▶ TO BE DONE: Leave out the pictures and transcribe the rest of the records exactly.

-- Start of RECORD EXTRACTS --

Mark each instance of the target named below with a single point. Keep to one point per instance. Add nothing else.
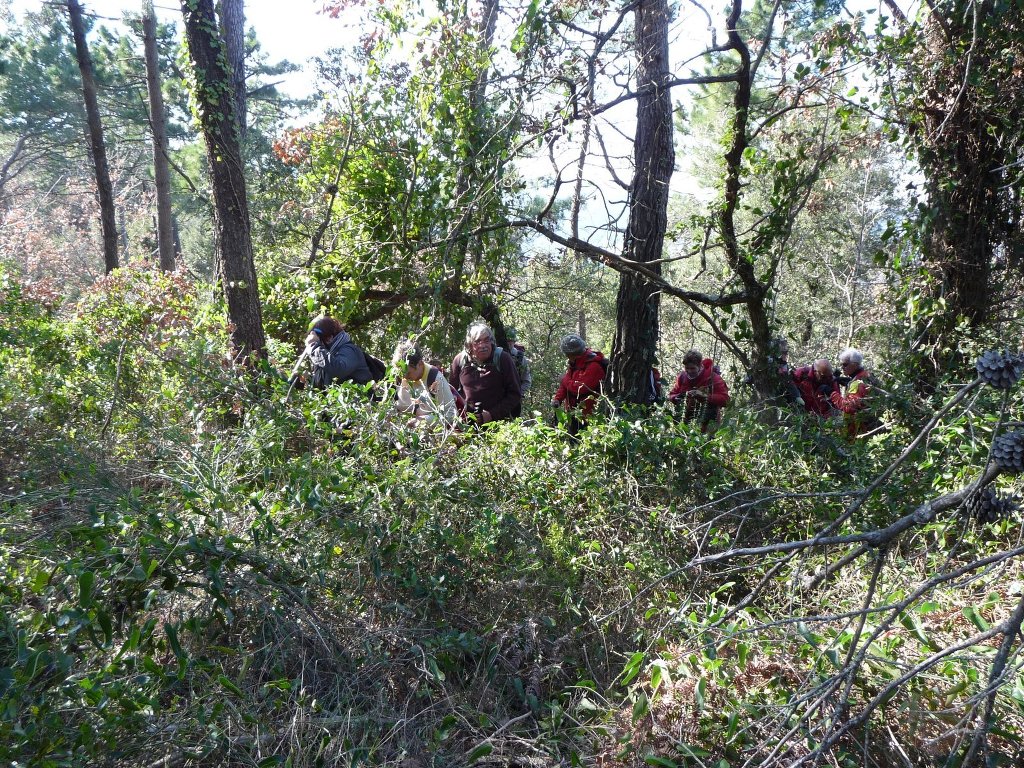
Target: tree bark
(232, 29)
(94, 134)
(158, 124)
(216, 112)
(970, 112)
(635, 344)
(762, 379)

-- End of RECORD EXTRACTS --

▶ SOLUTION TO THE EXERCISE:
Mark each instance of the target named below with a single point. Keep to one point per instance. Add nothing else.
Target: tree bark
(232, 29)
(94, 134)
(158, 124)
(216, 112)
(970, 112)
(635, 344)
(762, 379)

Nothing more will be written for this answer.